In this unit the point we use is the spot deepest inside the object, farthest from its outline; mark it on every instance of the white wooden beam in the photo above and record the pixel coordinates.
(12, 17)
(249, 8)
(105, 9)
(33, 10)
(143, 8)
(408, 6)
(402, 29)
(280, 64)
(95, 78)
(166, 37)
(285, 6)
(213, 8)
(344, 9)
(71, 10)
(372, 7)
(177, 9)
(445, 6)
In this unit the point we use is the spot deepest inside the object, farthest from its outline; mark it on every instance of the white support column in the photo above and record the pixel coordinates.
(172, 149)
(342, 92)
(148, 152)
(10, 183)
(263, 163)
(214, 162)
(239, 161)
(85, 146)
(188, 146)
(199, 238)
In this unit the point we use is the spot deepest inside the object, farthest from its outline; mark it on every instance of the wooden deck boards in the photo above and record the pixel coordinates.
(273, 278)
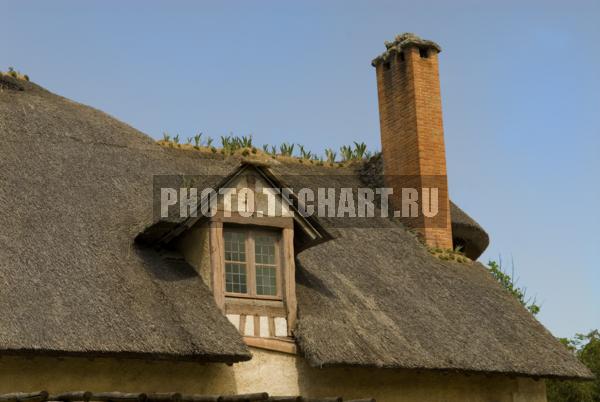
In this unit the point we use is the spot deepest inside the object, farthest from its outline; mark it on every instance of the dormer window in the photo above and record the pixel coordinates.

## [EXERCISE]
Copy the listing over exactly, skipping the pictures it holds.

## [RESPONSE AREA]
In this unit the point we use is the spot deepest inside the object, farthest from its outline; mark it on every instance of the white wooden beam in the photo above and record the pixel coordinates.
(12, 17)
(249, 8)
(105, 9)
(33, 10)
(143, 8)
(408, 6)
(402, 29)
(280, 64)
(95, 78)
(166, 37)
(285, 6)
(213, 8)
(344, 9)
(71, 10)
(372, 7)
(177, 9)
(445, 6)
In this unit the point we use is the spot deepest inside the object, farthest from its outline; mark it on every instance of the white support column in the photo above and record the pixel coordinates.
(172, 149)
(342, 92)
(148, 152)
(10, 183)
(263, 163)
(214, 162)
(239, 161)
(85, 146)
(188, 146)
(199, 238)
In this unit the point we use is the spot deepest inside the object, farthest from its outline; mark it on every instance of the wooden deck boards in the photo above and record the pixel coordinates.
(273, 278)
In this unit the point we use is the spot deepest inside the object, farthest from its outline; mark it on every instance of the dormer window in the photo above and record the pixel coordinates.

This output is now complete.